_SCHRIFTLICHE AUFGABEN:_
(1) Wiederholen Sie aus dem Forenbeitrag zur Urlaubsanrechnung in der Ausbildung wortgetreu die Passage von „Er hat seine“ bis „und Sonntags frei.“.
(2) Greifen Sie den Forenbeitrag zur Urlaubsanrechnung in der Ausbildung auf und setzen Sie ihn im Anschluss an seinen letzten Satz fort.

# Urlaub in Ausbildung: 6 Tage angerechnet bei 5-Tage-Woche?!



## calvinbenedict (16. Dezember 2007)

Moin!

Ich habe einen Freund mit einem Problem. Meine Frage kann leicht OT sein, aber als Mediengestalter kann ich ihm (Auszubildender im Personennahverkehr, aka Busfahrer) keinen qualifizierten Ratschlag geben:

Er hat seine Ausbildung im September begonnen, die Probezeit ist nun vorbei. Seine Fahrausbildung hat noch nicht begonnen, das heoßt er arbeitet von Montag bis Freitag im Büro, und hat Samstags und Sonntags frei. 

Über Weihnachten und Neujahr wollte er nun die 10 Tage Jahresurlaub nehmen, die ihm laut Ausbildungsvertrag zustünden - davon wurden ihm aber nur 8 gegeben. Begründung: Er hätte ja eine 6-Tagewoche, und darum müsse er sich auch Samstags Urlaub nehmen. Den Samstag hätte er nur frei, weil da ja das Büro sowieso zu sei. Und im Tarifvertrag stünde das so drin.

Das kommt mir nun alles sehr spanisch vor. Ich kenne den Inhalt dieses Tarifvertrages nicht, aber andere Busfahrer aus anderen Betrieben, mit denen er gesprochen hat, sollen davon noch nie gehört haben, und ich glaube nicht dass es rechtens ist jemandem Urlaub abzuziehen für einen Tag, an dem er eigentlich überhaupt nicht arbeitet. Ich habe ihm den Tipp gegeben, sich mal an IHK oder Ver.di zu richten und zu fragen, ob das seine Richtigkeit hat, aber ich bin jetzt selbst neugierig. Klingt das nur nach Abzocke, oder ist das tatsächlich eine vertretbare Praxis?!

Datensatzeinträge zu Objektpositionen
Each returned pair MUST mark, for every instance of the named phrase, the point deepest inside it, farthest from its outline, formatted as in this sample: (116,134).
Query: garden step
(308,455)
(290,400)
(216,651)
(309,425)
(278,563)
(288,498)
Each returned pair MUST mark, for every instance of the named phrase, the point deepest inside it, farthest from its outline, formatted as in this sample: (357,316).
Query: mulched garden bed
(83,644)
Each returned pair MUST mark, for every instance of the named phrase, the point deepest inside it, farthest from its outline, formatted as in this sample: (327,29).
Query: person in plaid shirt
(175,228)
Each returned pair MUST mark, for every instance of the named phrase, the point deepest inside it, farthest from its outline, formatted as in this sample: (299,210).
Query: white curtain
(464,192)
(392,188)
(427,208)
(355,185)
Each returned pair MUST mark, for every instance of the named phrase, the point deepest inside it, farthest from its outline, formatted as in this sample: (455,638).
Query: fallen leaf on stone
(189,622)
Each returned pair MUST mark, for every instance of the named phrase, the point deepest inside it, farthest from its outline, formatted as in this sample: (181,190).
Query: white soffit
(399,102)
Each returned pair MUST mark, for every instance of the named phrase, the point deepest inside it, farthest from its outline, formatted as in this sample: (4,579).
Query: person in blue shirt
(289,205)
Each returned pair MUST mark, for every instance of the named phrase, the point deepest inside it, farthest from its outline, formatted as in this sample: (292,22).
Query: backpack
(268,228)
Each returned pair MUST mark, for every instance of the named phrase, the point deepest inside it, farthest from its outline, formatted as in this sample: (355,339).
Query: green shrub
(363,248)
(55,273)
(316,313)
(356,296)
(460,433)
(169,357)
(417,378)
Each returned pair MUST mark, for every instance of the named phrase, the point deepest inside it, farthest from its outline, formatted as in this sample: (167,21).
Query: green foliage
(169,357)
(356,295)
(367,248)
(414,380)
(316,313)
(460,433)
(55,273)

_ANTWORTEN:_
(1)
Er hat seine Ausbildung im September begonnen, die Probezeit ist nun vorbei. Seine Fahrausbildung hat noch nicht begonnen, das heoßt er arbeitet von Montag bis Freitag im Büro, und hat Samstags und Sonntags frei.

(2)
Gruß, Ben


----------



## Sinac (17. Dezember 2007)

Das kommt auf den Arbeitsvertrag und den Tarifvertrag an, lässt sich also nicht so pauschal sagen. Wenn in seinem Arbeitsvertrag steht er hat eine sechttage Woche muss er auch 6 Tage Urlaub nehmen für eine Woche


----------



## calvinbenedict (17. Dezember 2007)

Das mag ja sein, aber mir kommt das so vor als ob ich jetzt im Laden fünf Bonbons kaufe, und wenn ich sie zurückgeben will, verlangt der Händler sechs Bonbons von mir, bevor er mir mein Geld wieder gibt, weil die Dinger grade im Angebot sind.

Dass man entsprechende Rechtstexte so interpretieren kann ist ja schön und gut, aber wie kann ich denn jemand Urlaub berechnen an einem Tag an dem er überhaupt nie arbeitet? Wenn man wirklich ernsthaft so argumentiert, müsste man ihm ja an *jedem* freien Samstag einen Urlaubstag abziehen.


----------



## Sinac (17. Dezember 2007)

Das stimmt schon. Von Ding her könnte er natürlich schon von Mo. - Fr. Urlaub einreichen und dann dürften die ihm den Samstag auch nicht abziehen. Allerdings hätte er dann ja einen Tag eine "Lücke" in seinem Urlaub, was manchmal nicht gerne gesehen wird. Lass es mich mal so ausdrücken: Als Azubi würde ich nicht auf diesen einen Tag bestehen wenn mein Chef schon sagt ist so. Vernünftig drüber reden ok, aber wegen sowas würde ich an seiner Stelle nicht groß aufmucken, er sitzt in jedem Fall am kützeren Hebel. Er kann ja dreißt probieren 2 Urlaubsanträge einzureiche (jeweils von Mo-Fr.) wenn es ihm das Wert ist.


----------



## calvinbenedict (17. Dezember 2007)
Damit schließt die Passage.